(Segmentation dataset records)

==============================

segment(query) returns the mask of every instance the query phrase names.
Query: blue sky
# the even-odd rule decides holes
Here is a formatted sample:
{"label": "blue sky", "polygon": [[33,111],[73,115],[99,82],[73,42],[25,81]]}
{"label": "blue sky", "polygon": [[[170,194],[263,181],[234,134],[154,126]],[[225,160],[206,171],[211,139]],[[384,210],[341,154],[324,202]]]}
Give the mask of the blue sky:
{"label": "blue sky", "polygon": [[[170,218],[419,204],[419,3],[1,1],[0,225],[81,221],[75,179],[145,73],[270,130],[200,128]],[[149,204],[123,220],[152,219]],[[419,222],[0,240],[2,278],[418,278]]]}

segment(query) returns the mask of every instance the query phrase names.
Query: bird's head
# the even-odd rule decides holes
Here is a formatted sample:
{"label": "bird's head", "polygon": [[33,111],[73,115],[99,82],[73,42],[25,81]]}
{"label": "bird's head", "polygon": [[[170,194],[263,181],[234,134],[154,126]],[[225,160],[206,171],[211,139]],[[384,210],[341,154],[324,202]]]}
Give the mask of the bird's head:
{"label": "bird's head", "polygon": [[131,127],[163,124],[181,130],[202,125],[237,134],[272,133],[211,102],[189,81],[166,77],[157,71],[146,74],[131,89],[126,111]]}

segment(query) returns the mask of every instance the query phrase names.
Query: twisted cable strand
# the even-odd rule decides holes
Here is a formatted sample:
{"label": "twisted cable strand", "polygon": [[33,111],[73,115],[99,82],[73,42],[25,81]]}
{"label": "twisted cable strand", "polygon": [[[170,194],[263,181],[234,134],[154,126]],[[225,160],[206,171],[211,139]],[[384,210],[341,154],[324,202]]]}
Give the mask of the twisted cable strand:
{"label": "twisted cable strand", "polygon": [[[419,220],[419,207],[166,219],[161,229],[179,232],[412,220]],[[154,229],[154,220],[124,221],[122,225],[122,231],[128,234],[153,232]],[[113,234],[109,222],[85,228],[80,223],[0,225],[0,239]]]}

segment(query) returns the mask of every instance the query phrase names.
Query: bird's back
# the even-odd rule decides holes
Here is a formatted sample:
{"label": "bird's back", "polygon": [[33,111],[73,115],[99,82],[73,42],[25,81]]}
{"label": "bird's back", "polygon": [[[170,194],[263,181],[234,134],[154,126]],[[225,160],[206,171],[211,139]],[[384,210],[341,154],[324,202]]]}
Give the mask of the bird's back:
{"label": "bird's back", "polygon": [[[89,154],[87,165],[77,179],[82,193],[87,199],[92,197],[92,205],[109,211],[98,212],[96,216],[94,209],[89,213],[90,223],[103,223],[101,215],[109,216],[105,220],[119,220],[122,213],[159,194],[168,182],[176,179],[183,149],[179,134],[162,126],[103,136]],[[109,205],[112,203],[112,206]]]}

==============================

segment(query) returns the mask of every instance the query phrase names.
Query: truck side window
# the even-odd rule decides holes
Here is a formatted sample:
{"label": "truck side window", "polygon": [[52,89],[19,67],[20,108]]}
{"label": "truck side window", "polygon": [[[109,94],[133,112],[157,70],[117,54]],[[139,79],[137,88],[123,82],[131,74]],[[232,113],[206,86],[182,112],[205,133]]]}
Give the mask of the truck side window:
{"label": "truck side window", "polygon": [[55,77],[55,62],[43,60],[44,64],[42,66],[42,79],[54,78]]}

==============================

=== Goal of the exercise ===
From the listing, extract every line that contains the word "back", matching case exactly.

=== Final answer ===
Query: bird's back
{"label": "bird's back", "polygon": [[33,111],[73,115],[99,82],[73,42],[25,81]]}
{"label": "bird's back", "polygon": [[[170,194],[263,181],[234,134],[154,126]],[[225,160],[206,171],[211,139]],[[384,210],[341,154],[324,202]]]}
Give the mask of the bird's back:
{"label": "bird's back", "polygon": [[[89,154],[87,165],[77,179],[82,193],[87,199],[92,197],[92,205],[109,211],[98,212],[96,216],[94,209],[89,213],[90,223],[103,223],[101,215],[109,216],[105,220],[119,220],[122,213],[159,194],[168,182],[176,179],[183,149],[179,134],[162,126],[103,136]],[[109,205],[112,203],[112,206]]]}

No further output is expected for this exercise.